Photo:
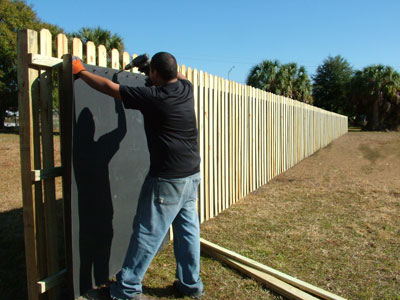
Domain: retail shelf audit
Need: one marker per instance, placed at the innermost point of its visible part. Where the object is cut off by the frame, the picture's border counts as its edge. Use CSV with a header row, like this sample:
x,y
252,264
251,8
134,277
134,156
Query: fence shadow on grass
x,y
13,283
12,256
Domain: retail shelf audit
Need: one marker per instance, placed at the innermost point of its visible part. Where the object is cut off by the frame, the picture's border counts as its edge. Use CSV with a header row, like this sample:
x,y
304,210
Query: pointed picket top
x,y
125,60
102,56
115,59
62,45
90,53
45,43
77,48
135,70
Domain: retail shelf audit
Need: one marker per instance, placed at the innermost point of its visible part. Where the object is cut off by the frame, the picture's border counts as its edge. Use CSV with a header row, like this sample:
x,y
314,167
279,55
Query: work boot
x,y
197,295
104,294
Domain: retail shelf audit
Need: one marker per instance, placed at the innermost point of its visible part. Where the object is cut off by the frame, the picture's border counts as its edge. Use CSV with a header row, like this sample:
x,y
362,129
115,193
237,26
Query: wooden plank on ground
x,y
54,280
276,285
209,246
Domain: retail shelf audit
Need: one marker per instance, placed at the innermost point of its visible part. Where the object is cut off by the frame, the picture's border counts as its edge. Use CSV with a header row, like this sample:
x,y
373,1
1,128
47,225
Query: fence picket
x,y
102,56
62,45
77,48
90,53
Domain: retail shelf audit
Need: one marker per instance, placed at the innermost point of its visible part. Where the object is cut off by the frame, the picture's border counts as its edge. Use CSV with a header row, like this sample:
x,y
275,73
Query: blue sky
x,y
214,36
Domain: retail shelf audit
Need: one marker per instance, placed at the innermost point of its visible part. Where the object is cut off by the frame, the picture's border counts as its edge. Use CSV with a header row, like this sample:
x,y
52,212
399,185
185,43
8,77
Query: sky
x,y
227,38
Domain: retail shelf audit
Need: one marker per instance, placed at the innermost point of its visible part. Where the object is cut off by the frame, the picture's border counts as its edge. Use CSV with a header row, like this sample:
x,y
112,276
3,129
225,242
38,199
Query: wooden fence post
x,y
27,82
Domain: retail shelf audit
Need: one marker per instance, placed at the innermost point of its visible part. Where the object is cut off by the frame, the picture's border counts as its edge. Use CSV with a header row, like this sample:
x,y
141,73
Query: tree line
x,y
369,97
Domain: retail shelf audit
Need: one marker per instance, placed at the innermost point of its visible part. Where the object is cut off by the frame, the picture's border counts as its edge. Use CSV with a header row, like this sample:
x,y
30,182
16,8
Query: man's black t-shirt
x,y
170,126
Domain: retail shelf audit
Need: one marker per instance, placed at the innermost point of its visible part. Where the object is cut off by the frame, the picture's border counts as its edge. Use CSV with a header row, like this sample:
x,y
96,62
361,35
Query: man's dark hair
x,y
165,64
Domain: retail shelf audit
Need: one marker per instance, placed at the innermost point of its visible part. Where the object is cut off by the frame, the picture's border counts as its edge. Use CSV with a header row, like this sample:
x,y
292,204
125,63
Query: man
x,y
168,195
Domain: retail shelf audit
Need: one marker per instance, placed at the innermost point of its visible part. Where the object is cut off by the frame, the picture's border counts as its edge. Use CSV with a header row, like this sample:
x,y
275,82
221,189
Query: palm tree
x,y
263,75
302,86
287,79
101,36
376,91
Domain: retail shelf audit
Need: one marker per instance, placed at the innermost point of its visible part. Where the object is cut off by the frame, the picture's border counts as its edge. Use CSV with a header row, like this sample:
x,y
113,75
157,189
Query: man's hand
x,y
77,66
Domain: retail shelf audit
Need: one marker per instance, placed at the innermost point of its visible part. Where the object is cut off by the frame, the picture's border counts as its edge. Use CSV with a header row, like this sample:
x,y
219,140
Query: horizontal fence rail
x,y
246,138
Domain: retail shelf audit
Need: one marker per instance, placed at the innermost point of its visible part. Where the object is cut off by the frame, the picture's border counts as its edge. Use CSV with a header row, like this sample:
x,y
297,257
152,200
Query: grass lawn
x,y
333,220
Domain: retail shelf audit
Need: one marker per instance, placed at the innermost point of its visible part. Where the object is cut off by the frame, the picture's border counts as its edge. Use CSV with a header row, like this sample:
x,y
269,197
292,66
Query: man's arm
x,y
181,76
97,82
101,84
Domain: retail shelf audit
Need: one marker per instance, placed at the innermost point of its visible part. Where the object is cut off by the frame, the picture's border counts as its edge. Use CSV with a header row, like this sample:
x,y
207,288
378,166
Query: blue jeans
x,y
163,202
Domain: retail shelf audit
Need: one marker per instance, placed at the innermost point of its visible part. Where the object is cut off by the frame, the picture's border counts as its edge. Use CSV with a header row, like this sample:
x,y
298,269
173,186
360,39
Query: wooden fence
x,y
246,138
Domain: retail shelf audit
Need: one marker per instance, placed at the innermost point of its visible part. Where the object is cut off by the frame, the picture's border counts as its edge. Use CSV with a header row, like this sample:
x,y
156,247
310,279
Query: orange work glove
x,y
77,66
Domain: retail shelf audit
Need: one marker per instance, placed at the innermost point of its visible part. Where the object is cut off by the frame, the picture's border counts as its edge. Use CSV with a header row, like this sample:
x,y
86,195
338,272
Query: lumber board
x,y
43,61
39,175
276,285
54,280
201,145
66,112
206,145
211,145
209,246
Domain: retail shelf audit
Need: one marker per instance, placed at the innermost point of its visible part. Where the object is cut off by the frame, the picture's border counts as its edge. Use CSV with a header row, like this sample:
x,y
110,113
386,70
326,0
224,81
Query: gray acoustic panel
x,y
109,163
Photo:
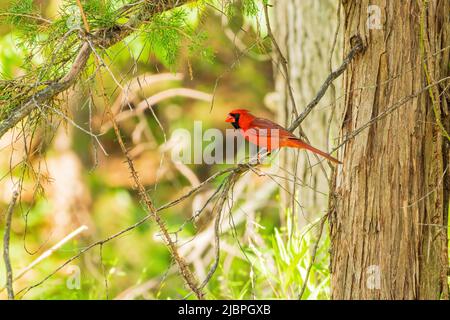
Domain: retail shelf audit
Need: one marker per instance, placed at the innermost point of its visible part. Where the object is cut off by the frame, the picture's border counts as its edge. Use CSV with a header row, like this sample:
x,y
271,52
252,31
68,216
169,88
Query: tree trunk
x,y
389,226
304,31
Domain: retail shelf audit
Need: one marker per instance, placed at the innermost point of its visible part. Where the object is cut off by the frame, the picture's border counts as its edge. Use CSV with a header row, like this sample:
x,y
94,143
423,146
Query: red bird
x,y
267,134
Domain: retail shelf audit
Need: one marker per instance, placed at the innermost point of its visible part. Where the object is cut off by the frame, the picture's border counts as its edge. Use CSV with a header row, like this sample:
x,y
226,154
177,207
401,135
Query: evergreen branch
x,y
9,274
103,38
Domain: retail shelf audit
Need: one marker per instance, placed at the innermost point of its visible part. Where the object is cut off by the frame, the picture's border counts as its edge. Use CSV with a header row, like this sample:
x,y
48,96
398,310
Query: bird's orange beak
x,y
230,119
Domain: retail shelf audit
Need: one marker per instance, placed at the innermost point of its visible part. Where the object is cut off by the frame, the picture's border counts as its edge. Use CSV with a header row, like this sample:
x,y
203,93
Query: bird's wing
x,y
263,128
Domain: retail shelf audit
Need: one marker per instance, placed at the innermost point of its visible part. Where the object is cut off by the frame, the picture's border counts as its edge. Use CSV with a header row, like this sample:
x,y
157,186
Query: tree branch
x,y
103,38
9,275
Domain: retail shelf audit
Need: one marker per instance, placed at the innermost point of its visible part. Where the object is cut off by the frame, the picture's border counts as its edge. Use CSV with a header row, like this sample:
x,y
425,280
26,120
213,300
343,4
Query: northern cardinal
x,y
267,134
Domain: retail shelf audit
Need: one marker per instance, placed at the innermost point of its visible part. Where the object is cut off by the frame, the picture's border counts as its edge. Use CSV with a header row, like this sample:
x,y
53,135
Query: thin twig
x,y
6,237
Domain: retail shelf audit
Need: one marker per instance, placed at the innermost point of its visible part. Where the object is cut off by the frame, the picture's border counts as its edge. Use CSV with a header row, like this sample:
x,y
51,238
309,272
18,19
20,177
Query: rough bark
x,y
304,31
389,226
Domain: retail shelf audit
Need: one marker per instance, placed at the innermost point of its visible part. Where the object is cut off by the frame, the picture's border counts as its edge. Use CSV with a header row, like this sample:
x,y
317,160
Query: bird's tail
x,y
297,143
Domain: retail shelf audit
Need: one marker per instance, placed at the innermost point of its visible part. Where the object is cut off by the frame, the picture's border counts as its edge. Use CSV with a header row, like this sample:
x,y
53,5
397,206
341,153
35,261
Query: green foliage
x,y
277,267
166,33
248,7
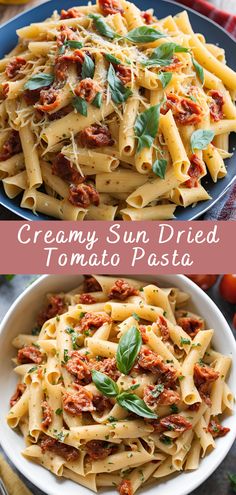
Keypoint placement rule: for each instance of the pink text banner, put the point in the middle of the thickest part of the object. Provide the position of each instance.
(116, 247)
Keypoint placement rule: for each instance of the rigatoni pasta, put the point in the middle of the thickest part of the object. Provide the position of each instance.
(118, 385)
(105, 111)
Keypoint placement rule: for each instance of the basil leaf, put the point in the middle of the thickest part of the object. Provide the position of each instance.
(144, 34)
(88, 68)
(119, 93)
(199, 70)
(128, 349)
(112, 59)
(80, 105)
(163, 54)
(97, 101)
(165, 78)
(102, 27)
(134, 404)
(40, 80)
(159, 167)
(201, 138)
(146, 127)
(104, 384)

========================================================================

▶ YOUR GOAL
Retype, exactly and only, the lines running from the one with "Keypoint placement rule: for each instance of the basil" through the final line of the listing above.

▶ EXERCISE RESULT
Keypoint placement rule: for each instance of the basil leaf, put the point in the middle of the thickest part of the object. Provide the position of each instance.
(144, 34)
(88, 68)
(119, 93)
(199, 70)
(128, 349)
(112, 59)
(80, 105)
(163, 54)
(97, 101)
(165, 78)
(102, 27)
(134, 404)
(40, 80)
(159, 167)
(201, 138)
(146, 127)
(104, 384)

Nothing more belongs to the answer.